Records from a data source
* BEGIN *
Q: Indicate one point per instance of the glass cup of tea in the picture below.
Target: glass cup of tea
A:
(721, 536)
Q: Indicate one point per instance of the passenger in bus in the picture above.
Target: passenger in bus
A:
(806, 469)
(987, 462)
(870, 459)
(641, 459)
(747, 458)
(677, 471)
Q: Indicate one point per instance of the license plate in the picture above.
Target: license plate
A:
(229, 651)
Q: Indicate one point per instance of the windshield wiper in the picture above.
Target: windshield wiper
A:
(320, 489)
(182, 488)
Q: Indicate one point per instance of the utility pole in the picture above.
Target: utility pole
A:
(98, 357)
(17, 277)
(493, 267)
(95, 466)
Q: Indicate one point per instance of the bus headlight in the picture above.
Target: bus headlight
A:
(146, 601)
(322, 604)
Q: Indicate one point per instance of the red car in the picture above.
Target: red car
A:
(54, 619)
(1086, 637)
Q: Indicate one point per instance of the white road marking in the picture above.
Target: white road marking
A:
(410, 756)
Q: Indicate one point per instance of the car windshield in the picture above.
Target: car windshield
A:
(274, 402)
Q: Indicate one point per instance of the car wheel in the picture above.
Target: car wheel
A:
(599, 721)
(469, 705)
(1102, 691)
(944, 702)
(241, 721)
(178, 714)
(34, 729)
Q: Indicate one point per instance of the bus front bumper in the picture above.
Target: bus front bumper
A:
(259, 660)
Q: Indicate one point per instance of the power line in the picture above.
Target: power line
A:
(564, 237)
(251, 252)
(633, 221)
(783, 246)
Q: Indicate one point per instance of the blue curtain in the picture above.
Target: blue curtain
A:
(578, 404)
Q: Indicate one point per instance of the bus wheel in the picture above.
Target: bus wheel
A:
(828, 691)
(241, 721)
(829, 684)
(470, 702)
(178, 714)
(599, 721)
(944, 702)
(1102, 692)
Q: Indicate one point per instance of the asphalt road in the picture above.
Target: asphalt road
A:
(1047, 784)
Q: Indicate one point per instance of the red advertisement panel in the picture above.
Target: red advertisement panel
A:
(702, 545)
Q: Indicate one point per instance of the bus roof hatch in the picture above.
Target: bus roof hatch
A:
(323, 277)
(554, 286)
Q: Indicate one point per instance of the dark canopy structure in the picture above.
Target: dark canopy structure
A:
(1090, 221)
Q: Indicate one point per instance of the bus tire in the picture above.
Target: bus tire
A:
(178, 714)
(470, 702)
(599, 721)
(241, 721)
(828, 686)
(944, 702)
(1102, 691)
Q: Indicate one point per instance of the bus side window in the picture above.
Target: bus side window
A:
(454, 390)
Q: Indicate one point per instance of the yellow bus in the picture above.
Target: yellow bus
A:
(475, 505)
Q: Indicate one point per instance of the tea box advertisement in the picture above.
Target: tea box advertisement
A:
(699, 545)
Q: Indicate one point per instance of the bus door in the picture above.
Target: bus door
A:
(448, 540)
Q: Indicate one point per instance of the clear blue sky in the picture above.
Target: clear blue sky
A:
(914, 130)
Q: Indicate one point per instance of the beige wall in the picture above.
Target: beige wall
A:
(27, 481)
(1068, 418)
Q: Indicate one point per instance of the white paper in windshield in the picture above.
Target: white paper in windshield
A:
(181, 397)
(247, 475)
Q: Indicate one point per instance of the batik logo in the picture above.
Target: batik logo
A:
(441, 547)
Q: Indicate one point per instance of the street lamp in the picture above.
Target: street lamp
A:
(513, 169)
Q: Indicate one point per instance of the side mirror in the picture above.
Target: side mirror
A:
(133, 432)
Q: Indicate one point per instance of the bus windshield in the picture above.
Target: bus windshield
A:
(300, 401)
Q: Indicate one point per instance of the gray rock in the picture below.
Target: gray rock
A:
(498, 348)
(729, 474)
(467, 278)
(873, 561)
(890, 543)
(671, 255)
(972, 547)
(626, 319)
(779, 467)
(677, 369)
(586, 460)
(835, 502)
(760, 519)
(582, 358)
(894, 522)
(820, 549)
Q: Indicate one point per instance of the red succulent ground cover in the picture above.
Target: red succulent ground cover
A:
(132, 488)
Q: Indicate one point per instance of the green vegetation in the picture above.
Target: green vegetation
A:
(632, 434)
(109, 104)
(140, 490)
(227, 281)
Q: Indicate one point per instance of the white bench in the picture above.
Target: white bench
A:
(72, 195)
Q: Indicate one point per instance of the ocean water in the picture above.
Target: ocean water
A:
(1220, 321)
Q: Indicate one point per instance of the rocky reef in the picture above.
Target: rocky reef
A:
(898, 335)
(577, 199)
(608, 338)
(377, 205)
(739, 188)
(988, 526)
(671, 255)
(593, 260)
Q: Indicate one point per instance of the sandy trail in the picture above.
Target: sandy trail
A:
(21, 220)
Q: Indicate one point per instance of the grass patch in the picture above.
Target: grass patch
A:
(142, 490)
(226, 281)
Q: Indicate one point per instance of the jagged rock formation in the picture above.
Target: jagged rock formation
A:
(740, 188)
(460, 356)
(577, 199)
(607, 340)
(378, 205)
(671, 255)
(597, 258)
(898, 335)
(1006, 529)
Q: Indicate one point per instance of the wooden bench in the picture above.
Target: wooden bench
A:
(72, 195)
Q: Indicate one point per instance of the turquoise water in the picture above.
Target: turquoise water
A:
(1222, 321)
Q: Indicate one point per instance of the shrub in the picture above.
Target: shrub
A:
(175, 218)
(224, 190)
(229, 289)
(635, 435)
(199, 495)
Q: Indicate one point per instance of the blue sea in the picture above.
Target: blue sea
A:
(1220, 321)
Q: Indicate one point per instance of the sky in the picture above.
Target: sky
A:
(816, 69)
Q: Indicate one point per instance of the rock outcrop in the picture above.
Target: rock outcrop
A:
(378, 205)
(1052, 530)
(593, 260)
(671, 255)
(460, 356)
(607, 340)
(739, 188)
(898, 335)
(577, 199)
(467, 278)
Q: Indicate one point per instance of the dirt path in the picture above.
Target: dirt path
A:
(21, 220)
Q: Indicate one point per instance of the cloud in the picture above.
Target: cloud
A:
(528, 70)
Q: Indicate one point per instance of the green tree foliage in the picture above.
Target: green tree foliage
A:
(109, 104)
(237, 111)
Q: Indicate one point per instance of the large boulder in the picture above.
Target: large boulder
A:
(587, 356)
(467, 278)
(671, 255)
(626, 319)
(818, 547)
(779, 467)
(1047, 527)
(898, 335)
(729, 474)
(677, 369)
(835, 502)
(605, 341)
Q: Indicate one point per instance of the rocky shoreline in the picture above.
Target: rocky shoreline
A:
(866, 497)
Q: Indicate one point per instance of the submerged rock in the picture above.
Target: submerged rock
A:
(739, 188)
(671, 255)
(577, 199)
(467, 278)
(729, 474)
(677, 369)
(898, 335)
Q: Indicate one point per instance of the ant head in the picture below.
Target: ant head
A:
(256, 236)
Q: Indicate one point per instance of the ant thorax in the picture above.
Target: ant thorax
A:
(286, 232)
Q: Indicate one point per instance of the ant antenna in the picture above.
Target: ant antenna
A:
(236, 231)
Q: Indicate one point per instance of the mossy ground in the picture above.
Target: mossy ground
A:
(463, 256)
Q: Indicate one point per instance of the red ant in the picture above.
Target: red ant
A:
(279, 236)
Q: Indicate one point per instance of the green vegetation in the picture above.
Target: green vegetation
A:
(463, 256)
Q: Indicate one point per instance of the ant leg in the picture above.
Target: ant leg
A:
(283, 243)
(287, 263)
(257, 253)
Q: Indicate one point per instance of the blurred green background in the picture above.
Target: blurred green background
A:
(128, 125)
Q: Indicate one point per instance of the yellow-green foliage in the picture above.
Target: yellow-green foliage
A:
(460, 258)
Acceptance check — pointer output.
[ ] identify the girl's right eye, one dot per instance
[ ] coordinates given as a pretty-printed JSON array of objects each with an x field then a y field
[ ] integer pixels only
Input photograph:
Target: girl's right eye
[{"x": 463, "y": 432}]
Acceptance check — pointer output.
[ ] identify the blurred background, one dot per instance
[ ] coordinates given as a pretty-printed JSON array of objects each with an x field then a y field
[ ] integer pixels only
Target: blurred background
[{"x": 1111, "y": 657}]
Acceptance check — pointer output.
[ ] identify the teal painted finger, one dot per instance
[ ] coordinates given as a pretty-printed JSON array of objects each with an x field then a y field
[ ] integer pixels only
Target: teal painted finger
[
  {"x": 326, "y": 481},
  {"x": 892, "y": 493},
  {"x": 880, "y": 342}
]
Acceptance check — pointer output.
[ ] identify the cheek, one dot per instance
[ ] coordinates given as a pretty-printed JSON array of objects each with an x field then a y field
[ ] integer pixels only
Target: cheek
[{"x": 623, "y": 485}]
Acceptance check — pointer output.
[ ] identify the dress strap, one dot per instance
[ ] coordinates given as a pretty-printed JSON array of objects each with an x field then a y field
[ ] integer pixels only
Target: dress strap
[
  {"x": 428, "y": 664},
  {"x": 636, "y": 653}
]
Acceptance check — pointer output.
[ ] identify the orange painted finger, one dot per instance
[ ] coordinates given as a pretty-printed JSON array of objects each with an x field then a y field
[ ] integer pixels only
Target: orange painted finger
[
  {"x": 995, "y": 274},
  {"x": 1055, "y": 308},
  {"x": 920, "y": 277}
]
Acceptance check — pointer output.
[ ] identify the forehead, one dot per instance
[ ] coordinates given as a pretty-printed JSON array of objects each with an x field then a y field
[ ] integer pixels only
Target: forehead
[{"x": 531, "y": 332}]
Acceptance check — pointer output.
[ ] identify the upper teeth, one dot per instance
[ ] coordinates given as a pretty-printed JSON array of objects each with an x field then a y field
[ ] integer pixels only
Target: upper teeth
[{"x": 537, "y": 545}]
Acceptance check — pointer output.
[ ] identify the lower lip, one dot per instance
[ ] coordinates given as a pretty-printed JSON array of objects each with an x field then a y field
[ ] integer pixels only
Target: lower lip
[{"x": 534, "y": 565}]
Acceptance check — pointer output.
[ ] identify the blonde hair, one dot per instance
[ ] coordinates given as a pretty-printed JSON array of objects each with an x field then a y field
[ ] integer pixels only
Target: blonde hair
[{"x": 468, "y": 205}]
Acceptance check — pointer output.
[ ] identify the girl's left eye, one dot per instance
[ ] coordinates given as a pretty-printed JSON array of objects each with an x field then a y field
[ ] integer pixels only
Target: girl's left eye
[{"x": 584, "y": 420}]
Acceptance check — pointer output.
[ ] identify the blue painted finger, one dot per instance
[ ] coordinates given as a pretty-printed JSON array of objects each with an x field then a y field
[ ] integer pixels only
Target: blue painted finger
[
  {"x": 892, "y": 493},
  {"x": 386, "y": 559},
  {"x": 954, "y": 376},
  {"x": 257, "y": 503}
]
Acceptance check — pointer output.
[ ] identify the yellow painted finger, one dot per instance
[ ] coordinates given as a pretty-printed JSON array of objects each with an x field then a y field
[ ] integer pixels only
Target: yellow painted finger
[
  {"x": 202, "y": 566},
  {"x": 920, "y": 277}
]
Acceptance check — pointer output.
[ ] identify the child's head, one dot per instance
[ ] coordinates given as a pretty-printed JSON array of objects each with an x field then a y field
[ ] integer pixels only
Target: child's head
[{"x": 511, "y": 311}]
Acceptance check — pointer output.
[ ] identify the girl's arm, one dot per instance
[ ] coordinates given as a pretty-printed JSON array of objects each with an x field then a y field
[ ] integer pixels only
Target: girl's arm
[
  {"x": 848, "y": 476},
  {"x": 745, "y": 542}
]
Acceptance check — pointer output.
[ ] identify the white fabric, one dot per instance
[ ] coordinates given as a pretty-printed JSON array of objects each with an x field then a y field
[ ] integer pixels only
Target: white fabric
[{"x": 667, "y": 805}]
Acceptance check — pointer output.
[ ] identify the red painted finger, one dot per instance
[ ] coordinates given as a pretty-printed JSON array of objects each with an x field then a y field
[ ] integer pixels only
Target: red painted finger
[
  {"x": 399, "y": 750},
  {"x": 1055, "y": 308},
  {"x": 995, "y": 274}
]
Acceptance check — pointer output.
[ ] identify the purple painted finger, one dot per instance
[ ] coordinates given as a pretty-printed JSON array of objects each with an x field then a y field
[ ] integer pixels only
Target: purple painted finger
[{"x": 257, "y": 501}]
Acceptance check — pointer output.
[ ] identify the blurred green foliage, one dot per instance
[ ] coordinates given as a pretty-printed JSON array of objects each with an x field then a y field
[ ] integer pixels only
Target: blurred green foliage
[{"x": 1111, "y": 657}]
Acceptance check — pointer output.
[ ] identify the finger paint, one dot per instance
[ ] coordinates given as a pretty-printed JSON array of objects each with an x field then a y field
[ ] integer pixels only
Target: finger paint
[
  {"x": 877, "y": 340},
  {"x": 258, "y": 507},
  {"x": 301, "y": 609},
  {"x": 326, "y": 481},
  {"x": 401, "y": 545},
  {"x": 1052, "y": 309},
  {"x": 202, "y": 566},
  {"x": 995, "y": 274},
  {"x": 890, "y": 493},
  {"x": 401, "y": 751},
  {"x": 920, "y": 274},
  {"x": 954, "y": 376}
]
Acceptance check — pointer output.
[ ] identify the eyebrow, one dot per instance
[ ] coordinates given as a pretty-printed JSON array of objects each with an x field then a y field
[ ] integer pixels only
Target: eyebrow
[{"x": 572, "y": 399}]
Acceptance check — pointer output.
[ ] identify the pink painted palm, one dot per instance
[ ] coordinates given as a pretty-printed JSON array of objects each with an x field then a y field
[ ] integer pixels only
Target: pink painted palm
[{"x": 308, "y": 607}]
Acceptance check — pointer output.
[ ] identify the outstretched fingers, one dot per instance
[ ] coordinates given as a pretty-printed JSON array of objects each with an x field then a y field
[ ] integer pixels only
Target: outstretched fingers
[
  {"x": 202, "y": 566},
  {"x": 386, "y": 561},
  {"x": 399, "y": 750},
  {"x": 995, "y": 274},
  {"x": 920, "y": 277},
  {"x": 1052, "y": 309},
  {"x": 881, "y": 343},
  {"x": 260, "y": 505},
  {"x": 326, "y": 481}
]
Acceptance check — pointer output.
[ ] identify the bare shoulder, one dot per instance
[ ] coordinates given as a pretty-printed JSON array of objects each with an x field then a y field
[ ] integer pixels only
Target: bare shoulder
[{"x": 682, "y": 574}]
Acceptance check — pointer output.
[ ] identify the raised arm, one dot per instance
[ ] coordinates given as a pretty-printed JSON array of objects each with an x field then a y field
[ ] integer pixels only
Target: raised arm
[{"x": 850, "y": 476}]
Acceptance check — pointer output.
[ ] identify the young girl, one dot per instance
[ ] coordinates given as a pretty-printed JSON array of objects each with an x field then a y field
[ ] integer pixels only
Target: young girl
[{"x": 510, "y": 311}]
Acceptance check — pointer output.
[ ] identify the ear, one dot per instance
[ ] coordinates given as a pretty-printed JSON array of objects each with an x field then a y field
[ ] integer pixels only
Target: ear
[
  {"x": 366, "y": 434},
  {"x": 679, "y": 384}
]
* END *
== Task brief ==
Copy the lines beginning with the one that contains "Q: Indicate one point per instance of the bus wheel" and ending with the one that contains "(1090, 221)", both included, keeping them unchanged.

== The answer ==
Q: Indicate one point per instance of the bus wheel in the picture above.
Target: bus wheel
A:
(828, 691)
(241, 721)
(829, 684)
(470, 702)
(178, 714)
(599, 721)
(944, 702)
(1102, 692)
Q: Indicate one point per instance of the asphalt road in the picture above.
Target: asphalt road
A:
(1047, 784)
Q: Indicate one point per instance of the red advertisement panel in the picture above.
Target: red advertisement panel
A:
(702, 545)
Q: Indicate one point per instance of the bus roof hatch in the picture above.
Target: bus roof hatch
A:
(323, 277)
(554, 286)
Q: Indicate one point per instance of the dark canopy structure in the picture above.
Target: dark canopy structure
A:
(1090, 221)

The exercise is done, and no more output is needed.